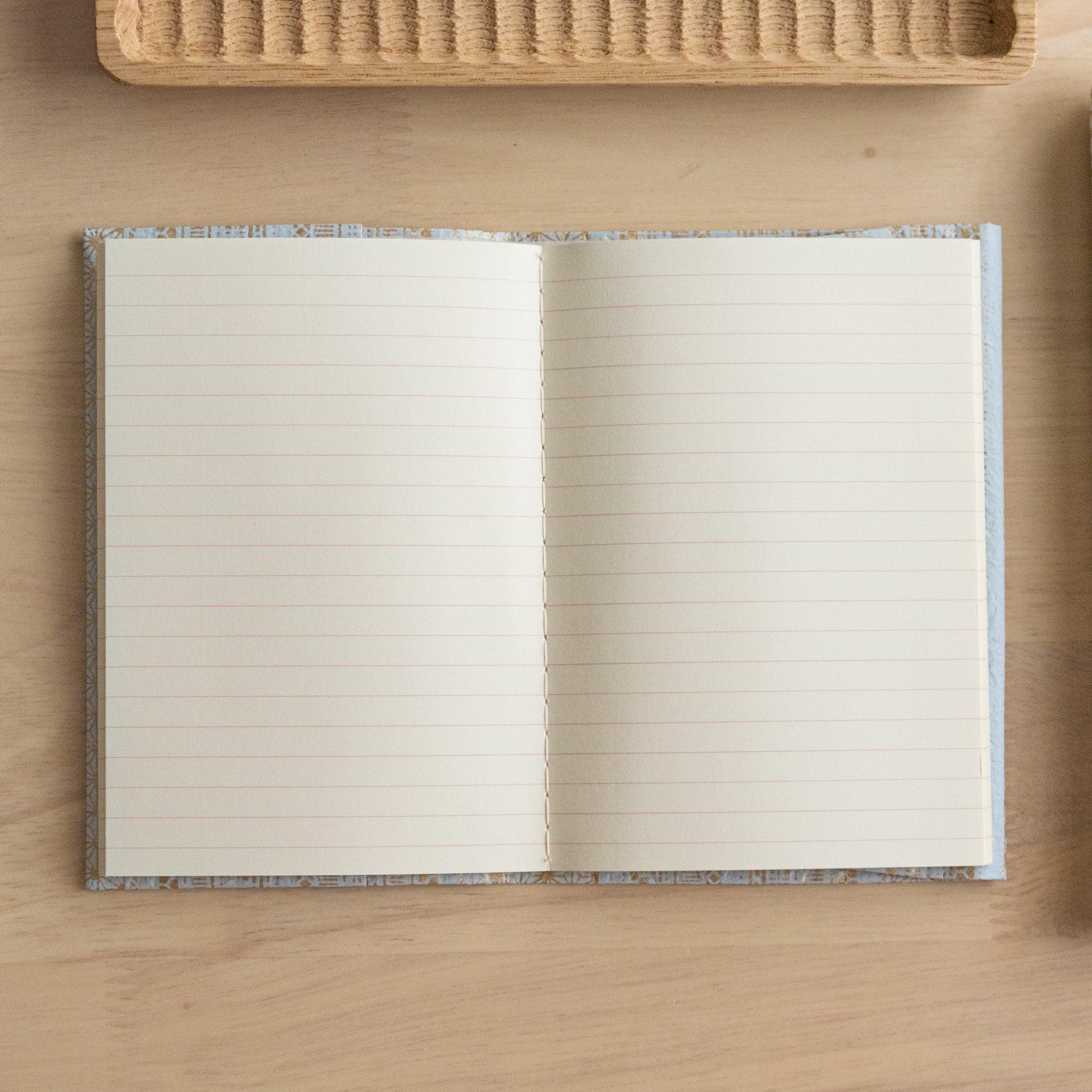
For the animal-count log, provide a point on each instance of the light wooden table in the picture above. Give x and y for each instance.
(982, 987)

----

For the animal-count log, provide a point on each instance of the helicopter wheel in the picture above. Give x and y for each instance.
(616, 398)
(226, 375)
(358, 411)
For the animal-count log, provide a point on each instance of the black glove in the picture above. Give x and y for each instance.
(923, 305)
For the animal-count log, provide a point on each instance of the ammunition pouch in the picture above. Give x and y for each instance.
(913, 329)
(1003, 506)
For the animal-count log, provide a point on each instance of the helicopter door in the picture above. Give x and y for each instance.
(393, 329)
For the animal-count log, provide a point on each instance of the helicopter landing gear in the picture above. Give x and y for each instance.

----

Copy out the range of lines above starting at the line with "of the ammunition" and ending at the line with "the helicopter landing", exactly and including both.

YOUR RESPONSE:
For the animal-count log, provide a point on each instance of the ammunition pouch in the picture above. Give x and y for each instance.
(913, 329)
(1003, 506)
For the animal-count log, provide a point on each instance of the helicopter door in the picture above. Give x and y for each instance.
(393, 329)
For the animal-count log, provide a point on each instance of the helicopter landing gear in the picture above. Give x and y for each instance.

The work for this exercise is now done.